◆ Short problem ◆
Reproduce every line of the listing below without altering a single character.

◆ Recorded data ◆
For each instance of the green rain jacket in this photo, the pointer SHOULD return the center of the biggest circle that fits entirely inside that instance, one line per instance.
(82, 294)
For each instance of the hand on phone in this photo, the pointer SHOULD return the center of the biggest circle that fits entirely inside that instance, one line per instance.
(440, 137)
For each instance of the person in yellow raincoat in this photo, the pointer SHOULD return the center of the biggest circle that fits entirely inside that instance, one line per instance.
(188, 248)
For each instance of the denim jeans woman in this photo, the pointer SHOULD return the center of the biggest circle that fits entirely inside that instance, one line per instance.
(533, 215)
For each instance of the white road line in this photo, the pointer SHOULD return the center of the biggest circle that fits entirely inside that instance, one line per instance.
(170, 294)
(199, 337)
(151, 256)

◆ Result ◆
For each instance of the green rain jacket in this photo, the pointer SHOULD return the center of the biggest circle that fits entirely inside that instance, one line per instance.
(82, 294)
For each instance of the hand on phone in this photo, the pointer SHOULD return the center of the biggest circle that fits entirely inside that instance, one line per instance.
(440, 137)
For each instance of the person in yellow raincoat in this photo, the pointer SHOULD return the center of the biggest circle that fits entirely inside that instance, one line per instance.
(188, 248)
For each instance of the denim jeans woman in this photo, the pointer SHOULD return the center of the biggest circle that fits entirely inside that instance, one line per instance.
(533, 215)
For each instance of the white road line in this photo, the pointer SHOULD return the center of the biggest circle that fits entirely inside that instance, one line per instance.
(170, 294)
(199, 337)
(151, 256)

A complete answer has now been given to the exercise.